EXERCISE OBJECTIVE.
Below are the entries; set down each of them exactly.

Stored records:
============

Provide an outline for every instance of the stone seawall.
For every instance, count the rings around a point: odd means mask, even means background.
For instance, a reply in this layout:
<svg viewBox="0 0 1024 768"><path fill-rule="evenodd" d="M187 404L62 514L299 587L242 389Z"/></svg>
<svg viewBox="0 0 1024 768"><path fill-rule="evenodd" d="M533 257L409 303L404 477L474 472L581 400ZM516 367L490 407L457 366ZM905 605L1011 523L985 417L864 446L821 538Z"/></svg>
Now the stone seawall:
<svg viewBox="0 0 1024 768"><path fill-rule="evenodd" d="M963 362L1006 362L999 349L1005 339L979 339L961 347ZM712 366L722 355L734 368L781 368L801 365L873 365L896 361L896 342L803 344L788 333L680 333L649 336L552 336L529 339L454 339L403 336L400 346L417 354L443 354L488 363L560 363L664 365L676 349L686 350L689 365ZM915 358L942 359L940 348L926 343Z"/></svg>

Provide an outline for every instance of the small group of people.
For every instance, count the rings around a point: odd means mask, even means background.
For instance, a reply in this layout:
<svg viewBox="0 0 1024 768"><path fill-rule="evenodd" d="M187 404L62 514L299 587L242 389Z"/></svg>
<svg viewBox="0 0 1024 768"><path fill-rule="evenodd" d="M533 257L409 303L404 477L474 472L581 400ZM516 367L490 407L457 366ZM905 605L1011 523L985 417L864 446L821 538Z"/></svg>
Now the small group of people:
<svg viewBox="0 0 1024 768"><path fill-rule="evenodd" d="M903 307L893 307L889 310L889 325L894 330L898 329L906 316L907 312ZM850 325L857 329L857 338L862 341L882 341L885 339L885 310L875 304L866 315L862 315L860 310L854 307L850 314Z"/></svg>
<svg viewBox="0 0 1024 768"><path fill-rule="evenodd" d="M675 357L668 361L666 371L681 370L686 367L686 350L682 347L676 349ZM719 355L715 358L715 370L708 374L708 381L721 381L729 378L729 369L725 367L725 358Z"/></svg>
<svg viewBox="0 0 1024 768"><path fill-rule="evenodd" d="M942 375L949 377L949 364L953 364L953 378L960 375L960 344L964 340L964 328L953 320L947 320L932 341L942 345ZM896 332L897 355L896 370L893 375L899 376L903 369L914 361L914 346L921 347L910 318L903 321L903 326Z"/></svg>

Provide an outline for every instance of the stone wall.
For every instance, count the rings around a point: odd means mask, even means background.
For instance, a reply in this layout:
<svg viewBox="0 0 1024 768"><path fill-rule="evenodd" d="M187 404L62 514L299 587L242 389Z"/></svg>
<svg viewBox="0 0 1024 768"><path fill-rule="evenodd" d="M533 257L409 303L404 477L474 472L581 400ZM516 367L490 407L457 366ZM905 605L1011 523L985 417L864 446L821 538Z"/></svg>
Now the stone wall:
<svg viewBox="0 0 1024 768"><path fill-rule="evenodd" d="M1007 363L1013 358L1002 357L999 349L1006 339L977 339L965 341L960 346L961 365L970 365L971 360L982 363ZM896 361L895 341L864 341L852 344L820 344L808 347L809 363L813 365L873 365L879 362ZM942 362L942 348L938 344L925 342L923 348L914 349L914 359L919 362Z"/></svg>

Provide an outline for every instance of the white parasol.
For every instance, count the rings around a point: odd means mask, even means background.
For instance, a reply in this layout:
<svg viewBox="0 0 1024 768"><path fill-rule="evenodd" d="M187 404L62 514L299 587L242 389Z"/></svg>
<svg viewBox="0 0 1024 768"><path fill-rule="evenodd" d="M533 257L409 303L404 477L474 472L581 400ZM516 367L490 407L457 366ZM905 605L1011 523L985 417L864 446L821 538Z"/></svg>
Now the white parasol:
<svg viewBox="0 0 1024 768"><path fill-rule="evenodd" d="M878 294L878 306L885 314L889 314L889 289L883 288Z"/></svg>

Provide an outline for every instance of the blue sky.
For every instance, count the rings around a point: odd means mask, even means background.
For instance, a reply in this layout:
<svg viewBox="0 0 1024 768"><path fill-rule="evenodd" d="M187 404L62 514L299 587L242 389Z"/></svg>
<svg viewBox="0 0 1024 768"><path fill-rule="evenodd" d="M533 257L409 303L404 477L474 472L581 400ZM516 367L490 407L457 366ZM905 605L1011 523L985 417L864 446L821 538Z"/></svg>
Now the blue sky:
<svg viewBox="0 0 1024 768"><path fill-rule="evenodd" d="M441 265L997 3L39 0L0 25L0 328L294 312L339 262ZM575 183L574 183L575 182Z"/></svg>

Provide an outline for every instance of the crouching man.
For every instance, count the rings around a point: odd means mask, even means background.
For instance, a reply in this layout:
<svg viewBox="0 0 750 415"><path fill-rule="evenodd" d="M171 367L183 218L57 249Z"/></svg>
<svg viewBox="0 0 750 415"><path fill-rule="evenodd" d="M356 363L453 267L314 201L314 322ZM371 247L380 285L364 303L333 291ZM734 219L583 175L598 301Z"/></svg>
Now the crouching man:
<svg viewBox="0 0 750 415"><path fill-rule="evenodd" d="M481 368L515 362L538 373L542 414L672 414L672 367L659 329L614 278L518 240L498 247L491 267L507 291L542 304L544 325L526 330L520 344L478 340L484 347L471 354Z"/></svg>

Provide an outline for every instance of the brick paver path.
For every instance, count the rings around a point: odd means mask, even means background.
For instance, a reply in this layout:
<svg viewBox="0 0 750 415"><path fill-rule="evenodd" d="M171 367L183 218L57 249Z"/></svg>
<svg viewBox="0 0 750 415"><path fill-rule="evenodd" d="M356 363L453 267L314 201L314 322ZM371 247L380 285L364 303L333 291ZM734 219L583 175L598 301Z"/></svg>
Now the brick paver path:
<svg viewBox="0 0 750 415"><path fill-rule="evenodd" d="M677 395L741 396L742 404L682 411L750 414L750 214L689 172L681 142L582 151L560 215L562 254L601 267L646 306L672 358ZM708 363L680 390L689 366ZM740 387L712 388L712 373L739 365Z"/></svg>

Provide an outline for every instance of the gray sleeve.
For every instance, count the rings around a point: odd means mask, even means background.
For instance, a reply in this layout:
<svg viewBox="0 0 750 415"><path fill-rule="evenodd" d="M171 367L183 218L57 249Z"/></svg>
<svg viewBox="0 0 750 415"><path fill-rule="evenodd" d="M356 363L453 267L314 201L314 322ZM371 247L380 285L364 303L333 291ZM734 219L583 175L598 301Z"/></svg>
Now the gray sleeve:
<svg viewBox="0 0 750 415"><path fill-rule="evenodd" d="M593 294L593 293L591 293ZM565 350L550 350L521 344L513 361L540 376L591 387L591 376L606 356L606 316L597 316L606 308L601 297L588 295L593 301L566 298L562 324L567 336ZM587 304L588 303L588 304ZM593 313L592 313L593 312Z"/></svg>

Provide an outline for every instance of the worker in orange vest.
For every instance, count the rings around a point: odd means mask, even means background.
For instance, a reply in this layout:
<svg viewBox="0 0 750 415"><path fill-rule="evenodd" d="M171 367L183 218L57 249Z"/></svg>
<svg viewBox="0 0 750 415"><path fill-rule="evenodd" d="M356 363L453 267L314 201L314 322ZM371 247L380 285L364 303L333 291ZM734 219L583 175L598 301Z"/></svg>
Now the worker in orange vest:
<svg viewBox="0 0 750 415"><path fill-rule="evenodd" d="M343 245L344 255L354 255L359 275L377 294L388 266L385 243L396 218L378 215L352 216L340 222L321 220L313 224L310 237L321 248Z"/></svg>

============

RESPONSE BELOW.
Provide an outline for every instance of the stone seawall.
For every instance, count the rings around a point: odd means mask, even means background.
For instance, a reply in this layout:
<svg viewBox="0 0 1024 768"><path fill-rule="evenodd" d="M187 404L62 514L299 587L242 389Z"/></svg>
<svg viewBox="0 0 1024 768"><path fill-rule="evenodd" d="M533 257L409 303L404 477L474 472L581 400ZM516 367L490 407L457 366ZM905 605L1011 523L985 417L864 446L821 538Z"/></svg>
Now the stone seawall:
<svg viewBox="0 0 1024 768"><path fill-rule="evenodd" d="M963 362L1006 362L999 349L1005 339L979 339L961 347ZM712 366L722 355L734 368L781 368L801 365L873 365L896 361L896 342L803 344L788 333L680 333L649 336L552 336L529 339L454 339L403 336L400 346L417 354L443 354L488 363L560 363L664 365L676 349L686 350L689 365ZM915 358L942 359L940 348L926 343Z"/></svg>

Provide an outline for every instance of the small group of people.
For every instance, count the rings around a point: odd means mask, even means background.
For instance, a reply in this layout:
<svg viewBox="0 0 1024 768"><path fill-rule="evenodd" d="M187 404L62 514L299 587L242 389Z"/></svg>
<svg viewBox="0 0 1024 768"><path fill-rule="evenodd" d="M533 257L409 303L404 477L474 472L581 400ZM516 367L490 407L457 366ZM905 605L1011 523L985 417L864 446L821 538Z"/></svg>
Now the small group of people:
<svg viewBox="0 0 1024 768"><path fill-rule="evenodd" d="M903 307L893 307L889 310L889 325L894 330L898 329L906 316L907 312ZM850 325L857 329L857 338L862 341L882 341L885 339L885 310L875 304L866 315L862 315L860 310L854 307L850 314Z"/></svg>
<svg viewBox="0 0 1024 768"><path fill-rule="evenodd" d="M675 357L668 361L666 371L681 370L686 367L686 350L682 347L676 349ZM719 355L715 358L715 370L708 374L708 381L721 381L729 378L729 369L725 367L725 358Z"/></svg>
<svg viewBox="0 0 1024 768"><path fill-rule="evenodd" d="M942 375L949 377L949 364L953 364L953 378L960 375L960 344L964 340L964 328L953 320L947 320L932 341L942 345ZM896 332L897 355L896 370L893 375L899 376L903 369L914 361L914 346L921 347L910 318L903 321L903 326Z"/></svg>

Provide an outline for every instance of the stone wall.
For every instance, count the rings around a point: odd means mask, even means background.
For instance, a reply in this layout:
<svg viewBox="0 0 1024 768"><path fill-rule="evenodd" d="M187 404L62 514L299 587L242 389Z"/></svg>
<svg viewBox="0 0 1024 768"><path fill-rule="evenodd" d="M533 257L409 303L404 477L474 472L581 400ZM516 367L490 407L457 366ZM905 605L1011 523L985 417L864 446L821 538Z"/></svg>
Now the stone wall:
<svg viewBox="0 0 1024 768"><path fill-rule="evenodd" d="M1007 363L1013 358L1002 357L999 349L1006 339L977 339L965 341L960 346L961 365L970 365L971 360L982 363ZM896 361L895 341L864 341L852 344L820 344L808 347L809 363L813 365L873 365L879 362ZM942 362L942 348L938 344L925 342L923 348L914 349L914 359L919 362Z"/></svg>

Provide an outline for every instance of the white parasol.
For every instance, count the rings around a point: odd means mask, even means background.
For instance, a reply in this layout:
<svg viewBox="0 0 1024 768"><path fill-rule="evenodd" d="M187 404L62 514L299 587L242 389Z"/></svg>
<svg viewBox="0 0 1024 768"><path fill-rule="evenodd" d="M533 257L409 303L404 477L474 472L581 400ZM516 367L490 407L457 366ZM905 605L1011 523L985 417L864 446L821 538Z"/></svg>
Now the white parasol:
<svg viewBox="0 0 1024 768"><path fill-rule="evenodd" d="M878 294L878 306L885 314L889 314L889 289L883 288Z"/></svg>

Provide an outline for every instance of the blue sky.
For every instance, count the rings around a point: odd means mask, even means background.
For instance, a reply in this layout:
<svg viewBox="0 0 1024 768"><path fill-rule="evenodd" d="M187 404L62 514L299 587L242 389Z"/></svg>
<svg viewBox="0 0 1024 768"><path fill-rule="evenodd" d="M533 257L409 303L404 477L474 472L581 400ZM516 367L490 407L457 366ZM905 605L1011 523L985 417L864 446L821 538Z"/></svg>
Now the blue sky:
<svg viewBox="0 0 1024 768"><path fill-rule="evenodd" d="M441 265L997 3L39 0L0 25L0 328L294 312L339 262ZM575 183L574 183L575 182Z"/></svg>

Provide an outline for every instance of the crouching man.
For every instance, count the rings around a point: odd means mask, even means background.
For instance, a reply in this layout:
<svg viewBox="0 0 750 415"><path fill-rule="evenodd" d="M171 367L183 218L57 249Z"/></svg>
<svg viewBox="0 0 750 415"><path fill-rule="evenodd" d="M356 363L453 267L314 201L314 322ZM371 247L380 285L364 303L333 291ZM734 219L583 175L598 301Z"/></svg>
Now the crouching man:
<svg viewBox="0 0 750 415"><path fill-rule="evenodd" d="M481 368L515 362L538 373L542 414L672 414L672 367L659 329L614 278L518 240L498 247L491 267L507 291L542 304L544 325L526 330L520 344L478 340L484 347L471 354Z"/></svg>

Provide an outline for every instance of the brick paver path.
For every instance, count the rings around a point: odd means mask, even means background.
For instance, a reply in this layout:
<svg viewBox="0 0 750 415"><path fill-rule="evenodd" d="M171 367L183 218L57 249Z"/></svg>
<svg viewBox="0 0 750 415"><path fill-rule="evenodd" d="M356 363L453 267L314 201L314 322ZM371 247L380 285L364 303L333 291ZM734 219L583 175L598 301Z"/></svg>
Now the brick paver path:
<svg viewBox="0 0 750 415"><path fill-rule="evenodd" d="M677 395L741 396L742 404L682 411L750 414L750 214L689 172L681 142L582 151L560 215L562 254L601 267L646 306L672 358ZM708 363L680 390L689 366ZM740 387L712 388L712 373L739 365Z"/></svg>

Provide an outline for every instance of the gray sleeve.
For every instance, count the rings around a point: odd means mask, even means background.
For instance, a reply in this layout:
<svg viewBox="0 0 750 415"><path fill-rule="evenodd" d="M171 367L183 218L57 249Z"/></svg>
<svg viewBox="0 0 750 415"><path fill-rule="evenodd" d="M356 363L453 267L314 201L314 322ZM371 247L380 285L364 303L333 291ZM734 219L583 175L598 301Z"/></svg>
Now the gray sleeve:
<svg viewBox="0 0 750 415"><path fill-rule="evenodd" d="M593 294L593 293L591 293ZM565 350L550 350L521 344L513 361L540 376L591 387L591 376L606 356L606 316L597 316L606 308L601 297L588 295L593 301L566 298L562 324L567 336ZM587 304L588 303L588 304ZM593 313L592 313L593 312Z"/></svg>

Provide an outline for every instance of the worker in orange vest.
For every instance, count the rings around a point: odd means mask, even means background.
For instance, a reply in this layout:
<svg viewBox="0 0 750 415"><path fill-rule="evenodd" d="M171 367L183 218L57 249Z"/></svg>
<svg viewBox="0 0 750 415"><path fill-rule="evenodd" d="M356 363L453 267L314 201L314 322ZM371 247L380 285L364 303L333 291ZM734 219L583 175L598 301Z"/></svg>
Now the worker in orange vest:
<svg viewBox="0 0 750 415"><path fill-rule="evenodd" d="M343 245L344 255L354 255L359 275L377 294L388 266L385 243L396 218L378 215L352 216L340 222L321 220L313 224L310 237L321 248Z"/></svg>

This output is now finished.